[Vorliegender Text]
★ ★ ★ ★ ★ ★ ★

Jakob Walter heisst der Anti-Held des Buchs. Der Name passt für den bedächtigen Ver-Walter seines Lebens, als der sich Walter schon in den ersten Sätzen des Buchs zu erkennen gibt. Walter ist Angestellter beim Finanzdepartement in Bern und scheinbar zufrieden verheiratet mit Edith. Bis zu jenem Morgen, als ihn Edith nach einem Streit verlässt und nicht zurück kommt.
Zehn Jahre verfehlter Ehe
Allerdings: Einer wie Walter gerät nicht so leicht aus der Bahn. Er geht zwar, zu seiner eigenen Überraschung, an diesem Tag nicht zur Arbeit, sondern packt einen Rucksack und steigt in den Zug. Aber vorerst bleibt sein Handeln ziellos. Walter landet auf der Suche nach einem alten Freund in Zürich auf einem Friedhof, kommt ins Gespräch mit einem Fremden und lässt sich von diesem für die Idee begeistern, nach Italien zu reisen. Von dort gerät er wie von selbst auf die Fähre nach Griechenland.

★ ★ ★ ★ ★ ★ ★

[Datenauszug]
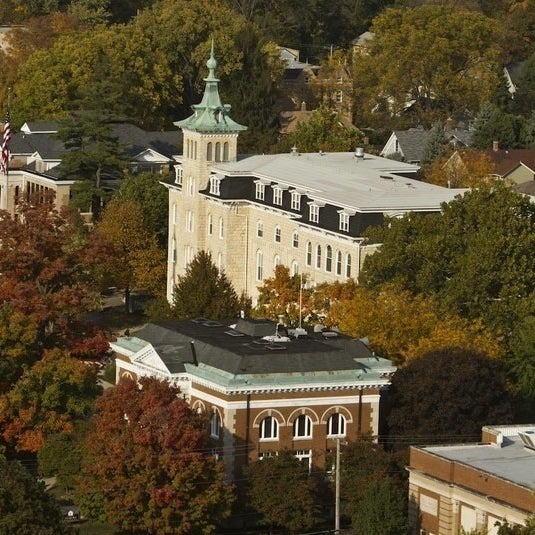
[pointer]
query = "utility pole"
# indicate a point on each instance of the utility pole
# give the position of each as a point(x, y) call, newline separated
point(337, 490)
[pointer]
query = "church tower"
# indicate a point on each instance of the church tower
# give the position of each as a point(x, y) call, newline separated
point(209, 136)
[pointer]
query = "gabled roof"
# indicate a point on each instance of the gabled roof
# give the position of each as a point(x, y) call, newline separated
point(412, 141)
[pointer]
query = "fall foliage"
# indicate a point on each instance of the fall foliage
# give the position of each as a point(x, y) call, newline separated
point(147, 466)
point(46, 400)
point(402, 326)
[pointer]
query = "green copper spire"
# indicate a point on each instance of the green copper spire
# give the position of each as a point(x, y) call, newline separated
point(210, 115)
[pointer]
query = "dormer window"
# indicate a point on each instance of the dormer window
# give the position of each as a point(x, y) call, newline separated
point(344, 222)
point(296, 201)
point(314, 211)
point(215, 183)
point(260, 191)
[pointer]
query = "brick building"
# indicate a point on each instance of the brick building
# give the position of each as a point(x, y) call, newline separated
point(473, 486)
point(263, 388)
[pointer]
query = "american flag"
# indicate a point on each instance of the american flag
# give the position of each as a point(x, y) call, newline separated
point(4, 159)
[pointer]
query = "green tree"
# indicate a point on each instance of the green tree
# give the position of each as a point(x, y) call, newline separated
point(492, 124)
point(61, 457)
point(25, 507)
point(323, 131)
point(204, 291)
point(475, 257)
point(457, 72)
point(382, 511)
point(285, 295)
point(136, 259)
point(434, 146)
point(93, 154)
point(473, 392)
point(145, 189)
point(161, 477)
point(282, 491)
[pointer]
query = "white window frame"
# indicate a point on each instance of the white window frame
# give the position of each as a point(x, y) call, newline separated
point(189, 221)
point(260, 191)
point(302, 430)
point(215, 185)
point(313, 213)
point(328, 259)
point(295, 201)
point(215, 425)
point(259, 266)
point(336, 425)
point(269, 429)
point(343, 222)
point(277, 195)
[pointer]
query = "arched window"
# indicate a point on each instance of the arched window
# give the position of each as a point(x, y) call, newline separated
point(338, 263)
point(336, 426)
point(259, 266)
point(329, 259)
point(269, 429)
point(302, 427)
point(215, 425)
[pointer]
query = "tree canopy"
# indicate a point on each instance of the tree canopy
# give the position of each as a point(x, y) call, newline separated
point(458, 70)
point(25, 507)
point(270, 479)
point(147, 466)
point(475, 257)
point(472, 392)
point(48, 398)
point(204, 291)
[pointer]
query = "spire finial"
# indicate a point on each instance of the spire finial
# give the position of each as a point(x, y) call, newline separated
point(212, 63)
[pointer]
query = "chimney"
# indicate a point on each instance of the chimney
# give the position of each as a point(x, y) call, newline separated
point(194, 353)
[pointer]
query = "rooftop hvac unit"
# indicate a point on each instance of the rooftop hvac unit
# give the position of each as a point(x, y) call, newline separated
point(528, 439)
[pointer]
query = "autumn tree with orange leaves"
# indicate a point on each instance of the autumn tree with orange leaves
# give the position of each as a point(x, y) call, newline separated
point(46, 400)
point(147, 466)
point(47, 268)
point(403, 327)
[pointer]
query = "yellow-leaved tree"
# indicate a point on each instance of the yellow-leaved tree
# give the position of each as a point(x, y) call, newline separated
point(403, 327)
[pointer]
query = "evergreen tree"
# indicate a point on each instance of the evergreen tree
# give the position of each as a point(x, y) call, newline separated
point(492, 124)
point(435, 143)
point(204, 291)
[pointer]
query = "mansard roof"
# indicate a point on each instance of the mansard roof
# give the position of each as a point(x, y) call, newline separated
point(367, 184)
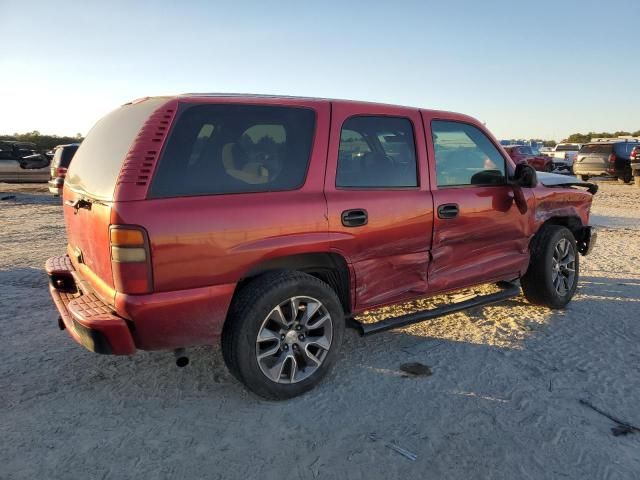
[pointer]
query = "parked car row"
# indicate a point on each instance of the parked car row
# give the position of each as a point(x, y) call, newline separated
point(62, 156)
point(20, 162)
point(530, 156)
point(563, 155)
point(606, 158)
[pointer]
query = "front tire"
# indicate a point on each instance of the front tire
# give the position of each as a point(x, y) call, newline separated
point(283, 334)
point(554, 268)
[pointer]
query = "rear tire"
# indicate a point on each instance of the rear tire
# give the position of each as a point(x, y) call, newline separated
point(271, 341)
point(626, 179)
point(554, 268)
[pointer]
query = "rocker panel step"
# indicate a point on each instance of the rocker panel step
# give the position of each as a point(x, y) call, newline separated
point(510, 290)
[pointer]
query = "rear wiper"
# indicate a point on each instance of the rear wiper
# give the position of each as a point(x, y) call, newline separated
point(78, 204)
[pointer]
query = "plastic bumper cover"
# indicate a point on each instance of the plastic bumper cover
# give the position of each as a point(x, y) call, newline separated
point(89, 321)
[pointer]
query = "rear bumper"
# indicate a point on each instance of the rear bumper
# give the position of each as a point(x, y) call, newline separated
point(586, 240)
point(157, 321)
point(84, 316)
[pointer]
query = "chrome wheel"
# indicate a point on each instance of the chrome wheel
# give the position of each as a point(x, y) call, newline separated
point(294, 340)
point(563, 272)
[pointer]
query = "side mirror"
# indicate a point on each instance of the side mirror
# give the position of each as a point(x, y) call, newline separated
point(525, 176)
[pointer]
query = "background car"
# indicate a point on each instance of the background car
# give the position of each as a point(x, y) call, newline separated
point(62, 155)
point(526, 154)
point(607, 158)
point(563, 155)
point(635, 164)
point(19, 162)
point(13, 150)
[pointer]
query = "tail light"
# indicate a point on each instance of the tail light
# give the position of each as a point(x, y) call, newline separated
point(130, 259)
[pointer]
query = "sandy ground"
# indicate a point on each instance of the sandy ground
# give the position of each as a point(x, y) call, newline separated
point(503, 400)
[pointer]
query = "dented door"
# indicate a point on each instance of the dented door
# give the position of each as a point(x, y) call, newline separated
point(380, 213)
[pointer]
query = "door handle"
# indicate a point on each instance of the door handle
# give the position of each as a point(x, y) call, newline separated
point(448, 211)
point(354, 218)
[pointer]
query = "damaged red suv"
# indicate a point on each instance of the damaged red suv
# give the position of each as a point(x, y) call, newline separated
point(266, 224)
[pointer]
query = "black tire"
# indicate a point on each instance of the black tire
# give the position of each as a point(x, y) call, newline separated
point(626, 179)
point(537, 283)
point(247, 314)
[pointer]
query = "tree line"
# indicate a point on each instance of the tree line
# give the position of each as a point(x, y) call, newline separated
point(586, 137)
point(42, 142)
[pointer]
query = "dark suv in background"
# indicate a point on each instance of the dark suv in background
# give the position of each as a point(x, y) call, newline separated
point(62, 156)
point(609, 159)
point(635, 164)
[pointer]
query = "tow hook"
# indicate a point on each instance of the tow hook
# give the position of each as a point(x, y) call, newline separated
point(181, 358)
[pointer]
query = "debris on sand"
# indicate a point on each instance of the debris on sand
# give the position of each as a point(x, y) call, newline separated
point(623, 428)
point(402, 451)
point(415, 369)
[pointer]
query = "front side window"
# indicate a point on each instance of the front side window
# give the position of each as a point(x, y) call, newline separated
point(377, 152)
point(465, 156)
point(219, 149)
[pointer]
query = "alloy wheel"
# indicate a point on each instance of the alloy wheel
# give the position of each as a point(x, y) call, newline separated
point(294, 340)
point(563, 272)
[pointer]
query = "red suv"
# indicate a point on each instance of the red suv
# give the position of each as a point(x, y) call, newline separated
point(267, 223)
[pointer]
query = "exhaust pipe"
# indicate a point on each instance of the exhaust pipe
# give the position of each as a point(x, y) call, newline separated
point(181, 359)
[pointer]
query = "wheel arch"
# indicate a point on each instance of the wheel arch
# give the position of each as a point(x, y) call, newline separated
point(330, 267)
point(582, 233)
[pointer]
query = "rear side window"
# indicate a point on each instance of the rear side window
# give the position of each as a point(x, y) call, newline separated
point(465, 156)
point(219, 149)
point(377, 152)
point(597, 148)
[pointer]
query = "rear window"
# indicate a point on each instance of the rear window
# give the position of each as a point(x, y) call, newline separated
point(219, 149)
point(97, 162)
point(567, 147)
point(62, 157)
point(596, 148)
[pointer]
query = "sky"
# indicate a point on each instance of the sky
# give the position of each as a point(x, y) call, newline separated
point(526, 69)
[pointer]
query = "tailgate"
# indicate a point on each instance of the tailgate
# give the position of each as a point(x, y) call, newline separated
point(87, 226)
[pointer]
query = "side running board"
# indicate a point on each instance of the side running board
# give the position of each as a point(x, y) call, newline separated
point(509, 290)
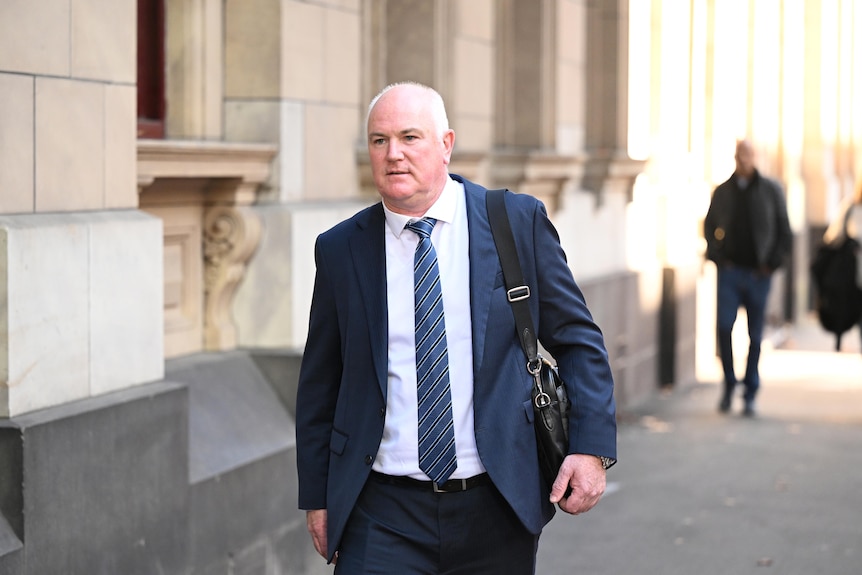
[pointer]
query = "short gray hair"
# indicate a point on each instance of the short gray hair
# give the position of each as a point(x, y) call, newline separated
point(438, 107)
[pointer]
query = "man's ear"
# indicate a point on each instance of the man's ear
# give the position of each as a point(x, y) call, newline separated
point(448, 144)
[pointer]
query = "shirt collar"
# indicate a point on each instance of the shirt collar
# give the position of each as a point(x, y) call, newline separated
point(443, 210)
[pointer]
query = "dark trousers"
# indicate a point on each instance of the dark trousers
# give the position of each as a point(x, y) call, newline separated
point(405, 530)
point(741, 287)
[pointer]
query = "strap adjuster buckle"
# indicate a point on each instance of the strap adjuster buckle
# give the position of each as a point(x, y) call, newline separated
point(518, 293)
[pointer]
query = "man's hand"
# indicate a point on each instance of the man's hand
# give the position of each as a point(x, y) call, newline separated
point(315, 519)
point(586, 476)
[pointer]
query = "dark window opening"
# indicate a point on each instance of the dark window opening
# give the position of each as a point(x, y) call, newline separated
point(151, 66)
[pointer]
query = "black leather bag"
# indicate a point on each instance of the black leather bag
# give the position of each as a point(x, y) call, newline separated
point(551, 404)
point(551, 408)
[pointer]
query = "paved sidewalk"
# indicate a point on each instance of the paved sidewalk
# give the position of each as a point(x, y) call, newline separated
point(697, 492)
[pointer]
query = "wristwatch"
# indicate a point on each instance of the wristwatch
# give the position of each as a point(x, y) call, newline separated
point(607, 462)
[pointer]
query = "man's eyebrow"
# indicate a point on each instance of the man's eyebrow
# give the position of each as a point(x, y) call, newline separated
point(403, 132)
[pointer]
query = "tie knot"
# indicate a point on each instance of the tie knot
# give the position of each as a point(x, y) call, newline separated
point(422, 227)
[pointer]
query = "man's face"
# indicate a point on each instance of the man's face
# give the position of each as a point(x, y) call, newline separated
point(408, 155)
point(744, 159)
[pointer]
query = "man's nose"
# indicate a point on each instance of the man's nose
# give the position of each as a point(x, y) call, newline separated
point(393, 150)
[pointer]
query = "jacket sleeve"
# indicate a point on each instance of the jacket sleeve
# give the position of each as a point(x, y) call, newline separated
point(317, 389)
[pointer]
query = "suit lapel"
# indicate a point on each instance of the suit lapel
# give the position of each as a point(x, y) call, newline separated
point(368, 254)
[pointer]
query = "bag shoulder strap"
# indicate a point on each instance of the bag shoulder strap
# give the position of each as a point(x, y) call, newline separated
point(517, 291)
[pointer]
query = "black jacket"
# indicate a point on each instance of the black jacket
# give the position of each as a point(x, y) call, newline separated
point(768, 212)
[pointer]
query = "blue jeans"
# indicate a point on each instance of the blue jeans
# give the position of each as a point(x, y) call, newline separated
point(747, 288)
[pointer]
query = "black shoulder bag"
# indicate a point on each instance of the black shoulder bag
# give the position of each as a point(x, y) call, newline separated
point(550, 401)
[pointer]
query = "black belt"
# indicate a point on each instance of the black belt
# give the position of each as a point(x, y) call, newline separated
point(451, 486)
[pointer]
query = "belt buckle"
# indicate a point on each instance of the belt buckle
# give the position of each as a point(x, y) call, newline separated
point(438, 489)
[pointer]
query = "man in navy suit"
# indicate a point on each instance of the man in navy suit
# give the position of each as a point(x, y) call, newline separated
point(370, 506)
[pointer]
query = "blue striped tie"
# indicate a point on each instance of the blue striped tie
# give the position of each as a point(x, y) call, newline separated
point(436, 433)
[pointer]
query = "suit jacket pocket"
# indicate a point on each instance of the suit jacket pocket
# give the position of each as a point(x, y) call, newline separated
point(337, 442)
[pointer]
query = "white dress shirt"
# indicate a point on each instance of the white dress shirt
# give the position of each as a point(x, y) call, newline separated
point(399, 452)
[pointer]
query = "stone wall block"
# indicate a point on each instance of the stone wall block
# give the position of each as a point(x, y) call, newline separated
point(96, 25)
point(16, 142)
point(82, 306)
point(24, 21)
point(69, 146)
point(126, 300)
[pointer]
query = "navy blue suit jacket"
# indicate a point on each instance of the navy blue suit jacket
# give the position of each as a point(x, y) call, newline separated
point(342, 387)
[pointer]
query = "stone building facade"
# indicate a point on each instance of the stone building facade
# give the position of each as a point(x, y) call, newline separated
point(154, 291)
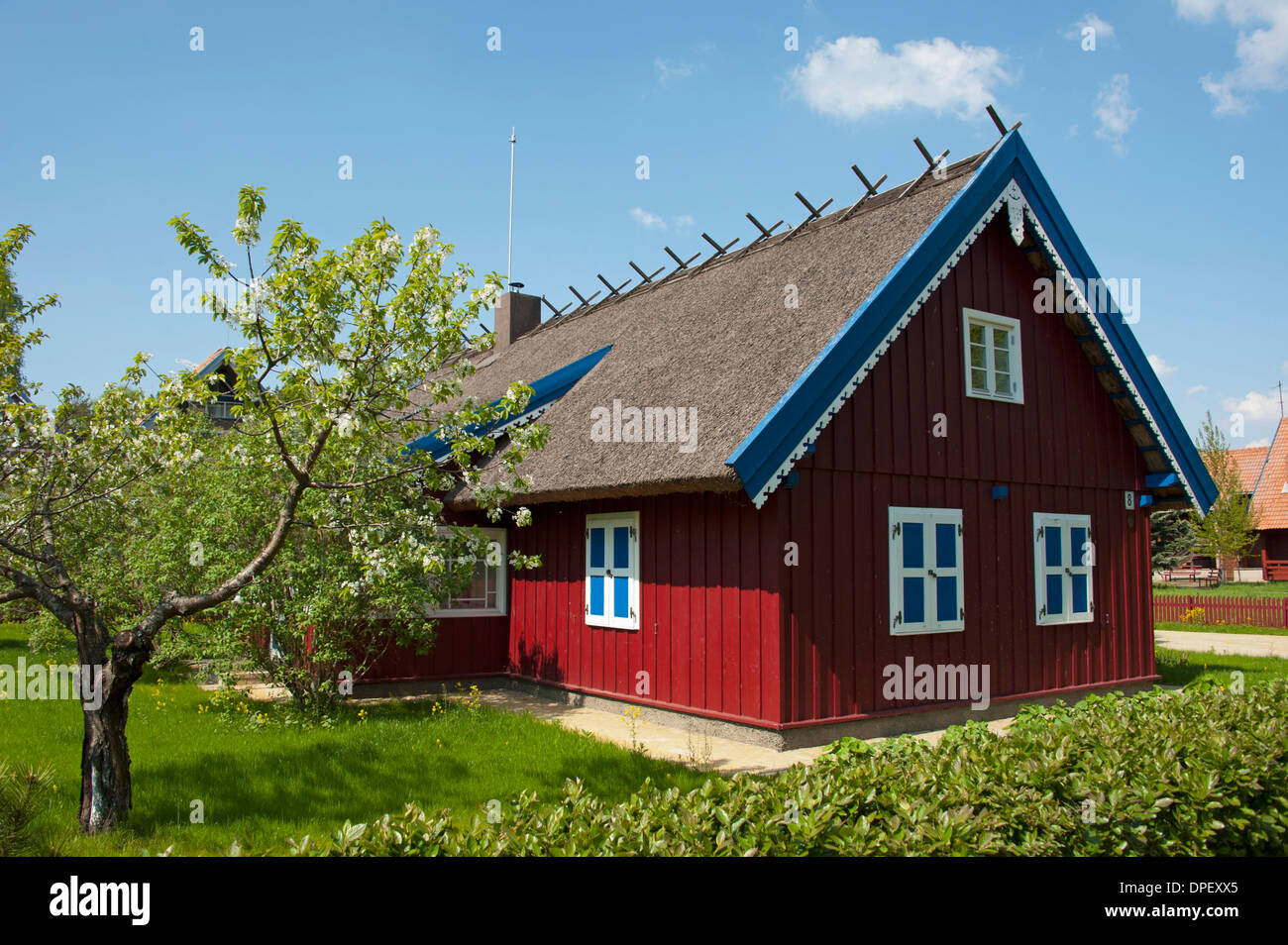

★ ★ ★ ★ ★ ★ ★

[Schriftliche Aufgabe A]
Bei welcher Behörde ist Jakob Walter laut dem Text über Jakob Walter angestellt?
[Schriftliche Aufgabe B]
Führe den Text über Jakob Walter im Anschluss an seinen letzten Satz weiter.

[Antwort zur Aufgabe A]
Beim Finanzdepartement in Bern.

[Antwort zur Aufgabe B]
Die Versuchsanordnung ist literarisch beliebt: Selbstsuche als Folge einer katastrophalen Alltags-Wendung. Im Kosmos des 34jährigen Autors Langeneggers beziehungsweise dessen Helden Walter passiert diese Selbstsuche in kleinen Schritten. Nach und nach dämmert ihm, dass seine «Flucht vor Edith» sich lange schon abgezeichnet hat, dass ihre Temperamente zu unterschiedlich waren, dass sie sich gegenseitig im Weg standen, dass getrennte Wohnungen vielleicht die Rettung gewesen wären. «Es hätte nicht zu diesem hässlichen Streit kommen müssen.»
Die Flucht erweist sich aber je länger je mehr als Illusion. Kleine Freiheitsgefühle wechseln ab mit Gewissensbissen gegenüber seinen Arbeitskollegen auf dem Amt und dem Erschrecken «über die Gelassenheit, mit der er darüber nachdenkt, dass seine Ehe zu Ende ist». Die Rückfahrkarte nach Bern lässt Walter zwar in Patras verfallen und peilt, wiederum auf Anraten eines Zufalls-Bekannten, die Südspitze des Peloponnes an. Statt neuer Lebenskraft gewinnt er aber nur einen streunenden Hund als vorübergehenden Reisebegleiter.
«Er war nicht dieser Mensch»
Am Ende seines Fluchtversuchs im Schatten eines Leuchtturms steht die Einsicht, «dass er kein bärtiger, ungepflegter Einsiedler ist, der von der günstigen Gelegenheit und dem glücklichen Zufall lebt» und «der mit nichts als einem Rucksack auf dem Rücken durch die Welt zog. Er war nicht dieser Mensch. Und er wird auch nie ein solcher Mensch werden. Er ist ein Büroangestellter. Dagegen ist nichts einzuwenden.»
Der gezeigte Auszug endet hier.